-- START OF Document extract --
64.       It was submitted that discovery of documents is only made in respect of documents that
are relevant and necessary to the determination of issues that will arise at the trial of the
action. Counsel submitted that having agreed in their letters dated 19th February, 2016
and 14th March, 2016 to make discovery of the B.I. Report, they could not subsequently,
when challenged in relation to the fact that the entire of the report had been blanked out
by them, argue that the document was not relevant and necessary to the issues that
would arise at the trial of the action.
65.       Secondly, in relation to the assertion that the defendant’s application for discovery was a
mere fishing exercise based on a bare assertion of truth in respect of the meanings set
out at paragraphs 6(3) and 6(5), that was not a correct assessment of the situation. In
this case the assertion of truth was not a bare assertion made without any support or
foundation. The plaintiff had the B.F.U. Report which supported his plea of justification
and he would also be able to rely on his own evidence as a pilot employed by the plaintiff
company to support the plea of truth. As such, he had a basis for making the plea in his
defence. In seeking the discovery herein, he was merely seeking documentation to
further support the plea of justification for which there was already a basis.
Conclusions
66.       Having considered the detailed submissions of counsel and the authorities referred to by
them, as detailed above, I have been able to reach the following conclusions in this case:
firstly, there are a number of matters which were largely agreed between the parties. It
was accepted by both sides that the B.I. Report is a confidential document. The defendant
accepted that the confidentiality attaching to that document is protected by the provisions
Page 19 ⇓
of Irish and European legislation. The defendant further accepted that if production of the
document was ordered by the Court, it would be appropriate to allow some redaction of
the document to ensure that the names of people making statements or referred to in the
report, or other information which would identify them, could be redacted.
67.       The first issue which I must decide is whether the plaintiff is estopped from arguing that
the B.I. Report is not relevant or necessary to enable the defendant to properly put his
defence before the Court, or to attack the case made against him by the plaintiff, by
virtue of the fact that the plaintiff had consented to making voluntary discovery of this
document, albeit subject to redactions. I am satisfied that the submissions made by Mr.
Quinn S.C. in this regard are correct. The provisions of Order 31, Rule 12 (7) of the Rules
of the Superior Courts make it clear that where a party has consented to make voluntary
discovery it should be done in like manner and is of like effect as if ordered by the Court.
-- END OF Document extract --
-- START OF Provided records --
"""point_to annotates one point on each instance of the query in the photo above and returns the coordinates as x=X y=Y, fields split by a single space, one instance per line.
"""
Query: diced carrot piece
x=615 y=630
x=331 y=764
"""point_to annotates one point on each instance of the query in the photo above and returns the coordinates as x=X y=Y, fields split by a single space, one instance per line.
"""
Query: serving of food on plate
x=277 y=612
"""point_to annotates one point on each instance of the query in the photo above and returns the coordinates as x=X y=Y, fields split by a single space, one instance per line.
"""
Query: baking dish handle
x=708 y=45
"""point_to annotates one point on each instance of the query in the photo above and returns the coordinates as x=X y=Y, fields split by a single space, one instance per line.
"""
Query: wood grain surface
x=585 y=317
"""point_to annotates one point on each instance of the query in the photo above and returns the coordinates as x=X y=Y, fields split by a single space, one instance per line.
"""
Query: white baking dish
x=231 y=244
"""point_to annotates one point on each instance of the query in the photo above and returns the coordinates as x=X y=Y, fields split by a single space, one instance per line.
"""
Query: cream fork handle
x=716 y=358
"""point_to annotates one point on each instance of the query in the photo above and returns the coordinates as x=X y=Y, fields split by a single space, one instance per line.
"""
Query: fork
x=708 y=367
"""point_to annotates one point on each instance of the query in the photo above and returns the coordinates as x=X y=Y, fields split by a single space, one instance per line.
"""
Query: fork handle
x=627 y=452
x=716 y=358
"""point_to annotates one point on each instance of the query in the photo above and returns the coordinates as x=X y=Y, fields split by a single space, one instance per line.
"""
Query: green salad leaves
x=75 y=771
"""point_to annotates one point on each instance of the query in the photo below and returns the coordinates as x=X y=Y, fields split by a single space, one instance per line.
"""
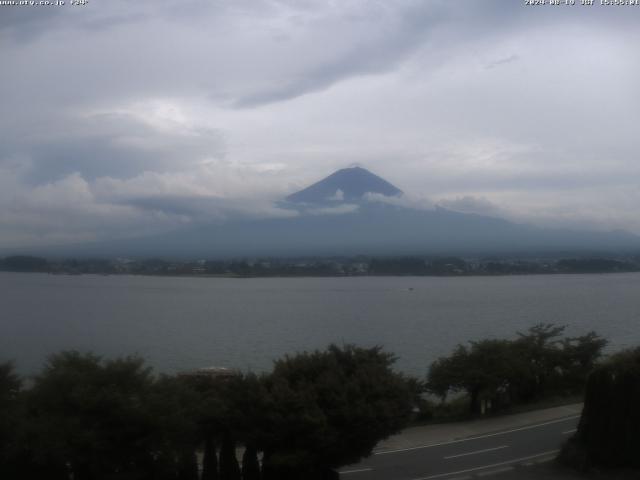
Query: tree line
-- END OF Provided records --
### Given request 1
According to the court judgment extract, why did the defendant accept that some redaction of the B.I. Report would be appropriate if the Court ordered its production? Answer in one to three sentences.
### Given request 2
Filter the rows and keep each line that contains the string "handle", matching case exactly.
The court judgment extract and the rows were taken from unrelated sources.

### Task answer 1
The defendant accepted that redaction would be appropriate so that the names of people who made statements or were referred to in the report could be removed. Other information that would identify those people could be redacted as well.

### Task answer 2
Query: baking dish handle
Query: cream fork handle
Query: fork handle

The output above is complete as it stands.